**Stated goal**
Present every line below as a Markdown table with two columns, Row and Line, numbering each row and omitting blank lines.

Coordinate labeling data

○ ○ ○ ○

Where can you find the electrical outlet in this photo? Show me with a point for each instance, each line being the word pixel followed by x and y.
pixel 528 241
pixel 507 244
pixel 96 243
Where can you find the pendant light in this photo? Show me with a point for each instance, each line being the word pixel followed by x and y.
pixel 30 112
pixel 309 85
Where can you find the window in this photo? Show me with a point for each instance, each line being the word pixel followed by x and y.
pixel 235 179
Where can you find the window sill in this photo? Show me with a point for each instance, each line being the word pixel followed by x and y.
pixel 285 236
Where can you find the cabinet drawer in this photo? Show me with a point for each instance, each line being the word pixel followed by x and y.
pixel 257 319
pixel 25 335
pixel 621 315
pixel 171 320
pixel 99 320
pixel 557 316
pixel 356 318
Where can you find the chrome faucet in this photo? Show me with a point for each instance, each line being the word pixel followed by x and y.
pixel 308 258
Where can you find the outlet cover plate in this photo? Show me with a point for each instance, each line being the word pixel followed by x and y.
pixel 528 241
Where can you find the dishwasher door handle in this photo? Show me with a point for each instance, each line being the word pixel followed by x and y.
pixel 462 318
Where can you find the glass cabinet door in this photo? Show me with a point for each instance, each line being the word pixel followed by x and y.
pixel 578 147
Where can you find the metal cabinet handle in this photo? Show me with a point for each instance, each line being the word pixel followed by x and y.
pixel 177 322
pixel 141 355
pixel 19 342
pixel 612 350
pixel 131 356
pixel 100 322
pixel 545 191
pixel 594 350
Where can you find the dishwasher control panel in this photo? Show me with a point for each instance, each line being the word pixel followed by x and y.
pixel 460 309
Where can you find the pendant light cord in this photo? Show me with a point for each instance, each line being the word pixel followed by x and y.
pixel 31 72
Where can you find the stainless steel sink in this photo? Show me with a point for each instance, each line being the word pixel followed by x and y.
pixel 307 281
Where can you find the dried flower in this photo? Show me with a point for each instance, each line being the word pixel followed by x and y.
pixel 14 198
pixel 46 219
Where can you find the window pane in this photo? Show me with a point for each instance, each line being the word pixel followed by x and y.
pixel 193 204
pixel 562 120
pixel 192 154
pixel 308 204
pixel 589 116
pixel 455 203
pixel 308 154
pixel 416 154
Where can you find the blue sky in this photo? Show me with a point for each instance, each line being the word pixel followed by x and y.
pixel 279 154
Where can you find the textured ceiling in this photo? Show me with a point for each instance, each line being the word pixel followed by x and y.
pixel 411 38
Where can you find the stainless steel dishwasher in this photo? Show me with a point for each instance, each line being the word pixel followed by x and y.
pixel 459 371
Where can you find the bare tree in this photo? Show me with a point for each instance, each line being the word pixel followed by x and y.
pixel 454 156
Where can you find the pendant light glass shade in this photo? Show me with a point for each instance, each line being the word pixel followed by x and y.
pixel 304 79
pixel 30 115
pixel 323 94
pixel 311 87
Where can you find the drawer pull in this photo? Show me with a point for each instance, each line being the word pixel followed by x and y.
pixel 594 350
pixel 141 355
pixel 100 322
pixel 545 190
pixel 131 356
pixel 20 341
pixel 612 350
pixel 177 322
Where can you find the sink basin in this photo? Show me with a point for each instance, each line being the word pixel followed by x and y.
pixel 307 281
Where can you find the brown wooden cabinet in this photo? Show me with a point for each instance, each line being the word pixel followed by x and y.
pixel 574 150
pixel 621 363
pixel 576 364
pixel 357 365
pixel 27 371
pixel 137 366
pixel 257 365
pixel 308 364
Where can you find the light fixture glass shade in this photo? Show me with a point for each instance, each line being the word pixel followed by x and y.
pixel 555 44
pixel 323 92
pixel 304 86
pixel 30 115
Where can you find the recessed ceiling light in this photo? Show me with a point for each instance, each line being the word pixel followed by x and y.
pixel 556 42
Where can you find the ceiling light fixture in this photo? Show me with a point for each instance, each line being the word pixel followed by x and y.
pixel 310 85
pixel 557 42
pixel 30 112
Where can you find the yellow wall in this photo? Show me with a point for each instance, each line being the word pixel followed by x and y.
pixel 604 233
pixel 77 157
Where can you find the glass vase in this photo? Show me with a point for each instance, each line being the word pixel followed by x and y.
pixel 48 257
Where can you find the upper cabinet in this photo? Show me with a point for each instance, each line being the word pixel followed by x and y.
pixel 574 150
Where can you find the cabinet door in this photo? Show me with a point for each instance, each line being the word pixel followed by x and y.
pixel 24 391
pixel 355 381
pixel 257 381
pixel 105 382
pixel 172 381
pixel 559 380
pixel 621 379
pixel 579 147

○ ○ ○ ○

**Finished answer**
| Row | Line |
|---|---|
| 1 | Where can you find the electrical outlet in this photo? Show me with a point for each instance, each line being the word pixel followed by x and y. |
| 2 | pixel 528 241 |
| 3 | pixel 507 244 |
| 4 | pixel 96 243 |
| 5 | Where can you find the pendant light in this photo? Show me with a point for each instance, each line being the word pixel followed by x and y. |
| 6 | pixel 30 112 |
| 7 | pixel 309 85 |
| 8 | Where can you find the window in this photo? Show me with a point for each instance, each line being the word pixel followed by x and y. |
| 9 | pixel 235 179 |
| 10 | Where can you find the window sill in this photo? Show me with a point for each instance, each line being the word pixel followed by x and y. |
| 11 | pixel 285 236 |
| 12 | Where can you find the cabinet drawer in this photo? Show me with a point for each instance, each line being the word pixel followed by x and y. |
| 13 | pixel 257 319 |
| 14 | pixel 25 335 |
| 15 | pixel 621 315 |
| 16 | pixel 171 320 |
| 17 | pixel 99 320 |
| 18 | pixel 557 316 |
| 19 | pixel 356 318 |
| 20 | Where can you find the chrome faucet in this photo? Show me with a point for each instance, each line being the word pixel followed by x and y. |
| 21 | pixel 308 258 |
| 22 | Where can you find the outlet cover plate in this photo? Show me with a point for each instance, each line being the word pixel followed by x and y. |
| 23 | pixel 528 241 |
| 24 | Where can you find the dishwasher door handle in this photo? Show me with a point for each instance, each line being the word pixel followed by x and y. |
| 25 | pixel 462 318 |
| 26 | Where can you find the glass cabinet door in this photo? Show me with a point for each instance, each line being the word pixel followed by x and y. |
| 27 | pixel 578 147 |
| 28 | Where can you find the metal cabinet handle in this photo? Show me with a point for each instance, each line being the word pixel followed by x and y. |
| 29 | pixel 177 322 |
| 30 | pixel 141 355 |
| 31 | pixel 19 342 |
| 32 | pixel 612 350 |
| 33 | pixel 131 356 |
| 34 | pixel 100 322 |
| 35 | pixel 545 191 |
| 36 | pixel 594 350 |
| 37 | Where can you find the dishwasher control panel in this photo? Show me with a point for each instance, each line being the word pixel followed by x and y. |
| 38 | pixel 460 309 |
| 39 | Where can you find the pendant light cord in this photo? Show me with a point for each instance, each line being the word pixel followed by x and y. |
| 40 | pixel 31 72 |
| 41 | Where can you find the stainless steel sink in this photo? Show me with a point for each instance, each line being the word pixel followed by x and y. |
| 42 | pixel 307 281 |
| 43 | Where can you find the dried flower in this photo? Show me with a point for each instance, each line being the word pixel followed by x and y. |
| 44 | pixel 14 198 |
| 45 | pixel 46 219 |
| 46 | Where can you find the window pane in this photo? Show me with a point for each instance, each line being the word pixel followed by x and y. |
| 47 | pixel 193 204 |
| 48 | pixel 562 120 |
| 49 | pixel 192 154 |
| 50 | pixel 308 204 |
| 51 | pixel 589 116 |
| 52 | pixel 455 203 |
| 53 | pixel 308 154 |
| 54 | pixel 416 154 |
| 55 | Where can you find the blue sky in this photo? Show me with a point for each instance, each line being the word pixel followed by x and y. |
| 56 | pixel 279 154 |
| 57 | Where can you find the textured ceiling in this photo? Show me with a point for each instance, each line being the word pixel followed by x and y. |
| 58 | pixel 411 38 |
| 59 | Where can you find the stainless steel dishwasher in this photo? Show me with a point for each instance, each line being the word pixel followed by x and y. |
| 60 | pixel 459 371 |
| 61 | Where can you find the bare tree in this photo? Show me with a point for each instance, each line being the word pixel followed by x and y. |
| 62 | pixel 454 156 |
| 63 | Where can you find the pendant light glass shade in this photo? Show me with a point for each instance, each line being the word pixel followed by x and y. |
| 64 | pixel 304 79 |
| 65 | pixel 30 115 |
| 66 | pixel 323 94 |
| 67 | pixel 311 87 |
| 68 | Where can you find the drawer pull in this photo? Show me with a point for each instance, each line being the word pixel followed by x and y. |
| 69 | pixel 594 350 |
| 70 | pixel 141 355 |
| 71 | pixel 100 322 |
| 72 | pixel 545 190 |
| 73 | pixel 131 356 |
| 74 | pixel 20 341 |
| 75 | pixel 612 350 |
| 76 | pixel 177 322 |
| 77 | Where can you find the sink basin in this photo? Show me with a point for each instance, each line being the word pixel followed by x and y. |
| 78 | pixel 307 281 |
| 79 | Where can you find the brown wooden cabinet in this photo? Show me with a point for each instance, each line being the word pixel followed by x and y. |
| 80 | pixel 574 150 |
| 81 | pixel 621 363 |
| 82 | pixel 576 364 |
| 83 | pixel 357 365 |
| 84 | pixel 27 371 |
| 85 | pixel 137 366 |
| 86 | pixel 257 365 |
| 87 | pixel 308 364 |
| 88 | Where can you find the light fixture glass shade in this photo? Show me with a point for each instance, each line being the word pixel followed by x and y. |
| 89 | pixel 555 44 |
| 90 | pixel 323 92 |
| 91 | pixel 304 86 |
| 92 | pixel 30 115 |
| 93 | Where can you find the recessed ceiling light in this photo? Show me with a point for each instance, each line being the word pixel followed by x and y. |
| 94 | pixel 556 42 |
| 95 | Where can you find the ceiling light fixture in this photo? Show me with a point for each instance, each line being the word pixel followed by x and y. |
| 96 | pixel 310 85 |
| 97 | pixel 557 42 |
| 98 | pixel 30 112 |
| 99 | Where can you find the yellow wall in this photo? Show me with a point for each instance, each line being the word pixel followed by x and y. |
| 100 | pixel 604 233 |
| 101 | pixel 77 157 |
| 102 | Where can you find the glass vase in this photo? Show me with a point for each instance, each line being the word pixel followed by x and y. |
| 103 | pixel 48 257 |
| 104 | Where can you find the upper cabinet in this photo? Show me with a point for each instance, each line being the word pixel followed by x and y. |
| 105 | pixel 574 150 |
| 106 | Where can you find the cabinet door in this photo? Show me with a point for each instance, each line being the word pixel followed by x and y. |
| 107 | pixel 24 391 |
| 108 | pixel 355 381 |
| 109 | pixel 257 381 |
| 110 | pixel 105 382 |
| 111 | pixel 172 381 |
| 112 | pixel 559 380 |
| 113 | pixel 621 379 |
| 114 | pixel 579 147 |